> Try it: Take the entries below and print all of them exactly, please.

> Material shown:
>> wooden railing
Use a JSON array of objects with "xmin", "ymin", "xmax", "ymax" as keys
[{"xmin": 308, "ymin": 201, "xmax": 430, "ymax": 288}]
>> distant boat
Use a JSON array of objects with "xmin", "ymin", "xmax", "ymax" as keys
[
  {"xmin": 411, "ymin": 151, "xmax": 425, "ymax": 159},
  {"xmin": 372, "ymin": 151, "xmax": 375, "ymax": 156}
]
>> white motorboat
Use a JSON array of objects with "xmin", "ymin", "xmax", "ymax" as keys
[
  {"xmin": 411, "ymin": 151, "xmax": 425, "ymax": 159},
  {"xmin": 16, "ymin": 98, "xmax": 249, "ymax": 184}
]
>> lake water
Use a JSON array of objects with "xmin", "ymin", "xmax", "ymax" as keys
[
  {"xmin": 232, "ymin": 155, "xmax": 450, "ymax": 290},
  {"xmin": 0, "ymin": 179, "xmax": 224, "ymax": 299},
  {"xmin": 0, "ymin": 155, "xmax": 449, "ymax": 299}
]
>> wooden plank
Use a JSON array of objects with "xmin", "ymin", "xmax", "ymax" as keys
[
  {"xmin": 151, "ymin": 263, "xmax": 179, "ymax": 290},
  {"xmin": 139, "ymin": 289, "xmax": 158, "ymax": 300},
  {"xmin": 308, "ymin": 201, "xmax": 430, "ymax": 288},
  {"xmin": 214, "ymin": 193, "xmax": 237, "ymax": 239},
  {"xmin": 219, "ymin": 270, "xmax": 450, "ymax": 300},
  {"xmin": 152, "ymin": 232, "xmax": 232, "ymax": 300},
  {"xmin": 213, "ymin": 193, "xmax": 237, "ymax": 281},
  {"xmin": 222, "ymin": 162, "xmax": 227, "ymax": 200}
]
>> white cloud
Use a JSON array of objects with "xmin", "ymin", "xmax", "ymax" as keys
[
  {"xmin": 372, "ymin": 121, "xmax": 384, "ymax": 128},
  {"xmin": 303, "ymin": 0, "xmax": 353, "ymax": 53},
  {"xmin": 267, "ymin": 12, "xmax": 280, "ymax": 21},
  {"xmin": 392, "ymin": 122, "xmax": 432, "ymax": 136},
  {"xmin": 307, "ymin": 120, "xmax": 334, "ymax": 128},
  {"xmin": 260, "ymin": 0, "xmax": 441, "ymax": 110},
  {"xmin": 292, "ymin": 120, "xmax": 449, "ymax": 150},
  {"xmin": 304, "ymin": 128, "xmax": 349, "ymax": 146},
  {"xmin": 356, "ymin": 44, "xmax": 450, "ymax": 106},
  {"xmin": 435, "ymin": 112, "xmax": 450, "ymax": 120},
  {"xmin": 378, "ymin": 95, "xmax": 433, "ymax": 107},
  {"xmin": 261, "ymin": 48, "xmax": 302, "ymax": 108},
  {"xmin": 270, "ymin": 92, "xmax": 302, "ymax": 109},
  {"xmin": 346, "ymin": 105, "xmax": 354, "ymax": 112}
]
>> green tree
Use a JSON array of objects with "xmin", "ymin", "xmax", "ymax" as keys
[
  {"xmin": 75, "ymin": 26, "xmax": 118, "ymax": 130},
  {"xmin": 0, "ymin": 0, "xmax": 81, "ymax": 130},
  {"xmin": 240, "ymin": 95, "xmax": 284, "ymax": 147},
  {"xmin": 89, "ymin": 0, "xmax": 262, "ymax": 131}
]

> Output for this exercise:
>> wooden railing
Use a JSON array of objects with "xmin", "ymin", "xmax", "ymax" as keys
[{"xmin": 308, "ymin": 201, "xmax": 430, "ymax": 288}]
>> distant boat
Use a JSON array of objects with "xmin", "ymin", "xmax", "ymax" as keys
[
  {"xmin": 411, "ymin": 151, "xmax": 425, "ymax": 159},
  {"xmin": 372, "ymin": 151, "xmax": 375, "ymax": 156}
]
>> white motorboat
Use a JSON array of objects with "xmin", "ymin", "xmax", "ymax" as keys
[
  {"xmin": 411, "ymin": 151, "xmax": 425, "ymax": 159},
  {"xmin": 16, "ymin": 98, "xmax": 249, "ymax": 184}
]
>> lake water
Use a JSON array of objects with "xmin", "ymin", "xmax", "ymax" as keys
[
  {"xmin": 232, "ymin": 155, "xmax": 450, "ymax": 290},
  {"xmin": 0, "ymin": 179, "xmax": 224, "ymax": 299},
  {"xmin": 0, "ymin": 155, "xmax": 449, "ymax": 299}
]
>> wooden plank
Use a JSON array of objects with "xmin", "ymin", "xmax", "ymax" as keys
[
  {"xmin": 151, "ymin": 263, "xmax": 179, "ymax": 290},
  {"xmin": 139, "ymin": 289, "xmax": 158, "ymax": 300},
  {"xmin": 308, "ymin": 201, "xmax": 430, "ymax": 288},
  {"xmin": 214, "ymin": 193, "xmax": 237, "ymax": 239},
  {"xmin": 219, "ymin": 270, "xmax": 450, "ymax": 300},
  {"xmin": 152, "ymin": 232, "xmax": 232, "ymax": 300},
  {"xmin": 213, "ymin": 193, "xmax": 237, "ymax": 281},
  {"xmin": 222, "ymin": 162, "xmax": 227, "ymax": 200}
]
>> white cloud
Use a JSON array of objects with "xmin", "ymin", "xmax", "ymax" as keys
[
  {"xmin": 372, "ymin": 121, "xmax": 384, "ymax": 128},
  {"xmin": 303, "ymin": 0, "xmax": 353, "ymax": 53},
  {"xmin": 267, "ymin": 12, "xmax": 280, "ymax": 21},
  {"xmin": 392, "ymin": 122, "xmax": 432, "ymax": 136},
  {"xmin": 307, "ymin": 120, "xmax": 334, "ymax": 128},
  {"xmin": 260, "ymin": 0, "xmax": 441, "ymax": 110},
  {"xmin": 292, "ymin": 120, "xmax": 449, "ymax": 150},
  {"xmin": 304, "ymin": 128, "xmax": 349, "ymax": 146},
  {"xmin": 356, "ymin": 44, "xmax": 450, "ymax": 106},
  {"xmin": 435, "ymin": 112, "xmax": 450, "ymax": 120},
  {"xmin": 378, "ymin": 95, "xmax": 433, "ymax": 107},
  {"xmin": 261, "ymin": 48, "xmax": 302, "ymax": 108},
  {"xmin": 270, "ymin": 92, "xmax": 302, "ymax": 109},
  {"xmin": 346, "ymin": 105, "xmax": 354, "ymax": 112}
]
>> green tree
Use a JSON array of objects with "xmin", "ymin", "xmax", "ymax" as keys
[
  {"xmin": 75, "ymin": 26, "xmax": 118, "ymax": 130},
  {"xmin": 0, "ymin": 0, "xmax": 81, "ymax": 130},
  {"xmin": 240, "ymin": 95, "xmax": 284, "ymax": 147},
  {"xmin": 89, "ymin": 0, "xmax": 262, "ymax": 131}
]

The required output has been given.